Among the entries, find the lines with the string "rifle" and report them.

========================================================================

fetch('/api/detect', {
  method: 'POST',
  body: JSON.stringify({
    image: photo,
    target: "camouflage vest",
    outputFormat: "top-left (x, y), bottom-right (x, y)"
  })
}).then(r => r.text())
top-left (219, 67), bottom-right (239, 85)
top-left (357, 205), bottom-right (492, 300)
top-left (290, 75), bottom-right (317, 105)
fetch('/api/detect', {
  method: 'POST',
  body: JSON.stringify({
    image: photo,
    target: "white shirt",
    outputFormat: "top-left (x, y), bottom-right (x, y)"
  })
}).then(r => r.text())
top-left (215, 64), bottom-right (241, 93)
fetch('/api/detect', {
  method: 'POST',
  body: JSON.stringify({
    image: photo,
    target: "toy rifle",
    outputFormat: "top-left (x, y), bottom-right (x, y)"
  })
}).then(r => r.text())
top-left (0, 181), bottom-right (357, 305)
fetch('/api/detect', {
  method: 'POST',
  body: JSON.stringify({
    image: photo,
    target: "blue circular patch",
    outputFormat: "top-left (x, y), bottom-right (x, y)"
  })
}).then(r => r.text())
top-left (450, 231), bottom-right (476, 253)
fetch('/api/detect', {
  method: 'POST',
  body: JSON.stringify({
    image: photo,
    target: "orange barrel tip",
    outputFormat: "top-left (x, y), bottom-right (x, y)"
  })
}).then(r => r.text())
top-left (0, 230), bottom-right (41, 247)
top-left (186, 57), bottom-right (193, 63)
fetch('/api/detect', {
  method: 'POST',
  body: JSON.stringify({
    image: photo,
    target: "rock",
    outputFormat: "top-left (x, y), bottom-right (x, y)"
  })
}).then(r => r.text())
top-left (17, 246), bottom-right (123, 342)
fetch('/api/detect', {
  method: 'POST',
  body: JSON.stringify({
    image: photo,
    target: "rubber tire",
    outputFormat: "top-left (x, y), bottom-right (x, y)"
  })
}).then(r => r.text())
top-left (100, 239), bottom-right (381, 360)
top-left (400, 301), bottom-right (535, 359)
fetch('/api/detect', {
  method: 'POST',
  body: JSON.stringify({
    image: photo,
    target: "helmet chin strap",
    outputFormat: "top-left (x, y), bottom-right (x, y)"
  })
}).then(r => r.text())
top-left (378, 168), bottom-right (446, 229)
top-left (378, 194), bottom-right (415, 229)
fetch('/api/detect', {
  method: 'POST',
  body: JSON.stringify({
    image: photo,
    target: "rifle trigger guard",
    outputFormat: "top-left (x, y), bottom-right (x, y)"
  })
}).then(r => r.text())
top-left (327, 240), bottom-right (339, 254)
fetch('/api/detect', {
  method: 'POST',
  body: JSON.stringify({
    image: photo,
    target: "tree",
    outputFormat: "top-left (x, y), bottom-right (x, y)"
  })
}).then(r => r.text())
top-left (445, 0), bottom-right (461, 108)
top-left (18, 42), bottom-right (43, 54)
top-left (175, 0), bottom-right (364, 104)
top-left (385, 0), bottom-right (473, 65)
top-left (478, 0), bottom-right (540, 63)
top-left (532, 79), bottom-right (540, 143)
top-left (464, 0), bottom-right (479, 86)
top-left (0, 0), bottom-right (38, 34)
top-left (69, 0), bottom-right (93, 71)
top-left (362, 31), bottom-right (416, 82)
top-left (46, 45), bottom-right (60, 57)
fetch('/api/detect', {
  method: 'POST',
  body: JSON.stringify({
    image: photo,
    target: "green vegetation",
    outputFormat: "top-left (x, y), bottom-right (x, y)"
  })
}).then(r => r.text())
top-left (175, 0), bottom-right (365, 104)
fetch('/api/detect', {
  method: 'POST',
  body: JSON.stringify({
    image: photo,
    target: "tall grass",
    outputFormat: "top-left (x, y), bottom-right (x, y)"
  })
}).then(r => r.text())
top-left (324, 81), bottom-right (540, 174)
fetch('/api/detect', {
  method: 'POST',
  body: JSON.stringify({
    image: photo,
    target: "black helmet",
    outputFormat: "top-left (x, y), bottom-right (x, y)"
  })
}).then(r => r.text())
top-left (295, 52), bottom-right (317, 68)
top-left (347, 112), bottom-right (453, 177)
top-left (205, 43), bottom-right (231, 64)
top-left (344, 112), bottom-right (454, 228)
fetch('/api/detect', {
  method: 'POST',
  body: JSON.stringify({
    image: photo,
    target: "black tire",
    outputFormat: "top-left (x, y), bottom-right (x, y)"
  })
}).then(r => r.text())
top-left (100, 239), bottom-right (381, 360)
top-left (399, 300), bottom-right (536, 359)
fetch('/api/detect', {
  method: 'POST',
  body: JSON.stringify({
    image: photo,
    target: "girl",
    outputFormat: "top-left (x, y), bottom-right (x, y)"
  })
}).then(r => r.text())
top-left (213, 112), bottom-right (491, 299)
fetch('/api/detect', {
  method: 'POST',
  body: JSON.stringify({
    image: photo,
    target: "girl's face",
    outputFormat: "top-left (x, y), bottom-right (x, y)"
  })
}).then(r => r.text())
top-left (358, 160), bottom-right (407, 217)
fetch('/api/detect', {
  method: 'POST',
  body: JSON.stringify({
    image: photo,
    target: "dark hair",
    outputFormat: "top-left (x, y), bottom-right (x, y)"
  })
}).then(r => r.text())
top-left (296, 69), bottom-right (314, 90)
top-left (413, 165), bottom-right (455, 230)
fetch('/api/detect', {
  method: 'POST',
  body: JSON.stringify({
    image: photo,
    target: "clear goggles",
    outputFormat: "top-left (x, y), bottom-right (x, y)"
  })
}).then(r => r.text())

========================================================================

> _EXERCISE OUTPUT_:
    target: "toy rifle",
    target: "rifle trigger guard",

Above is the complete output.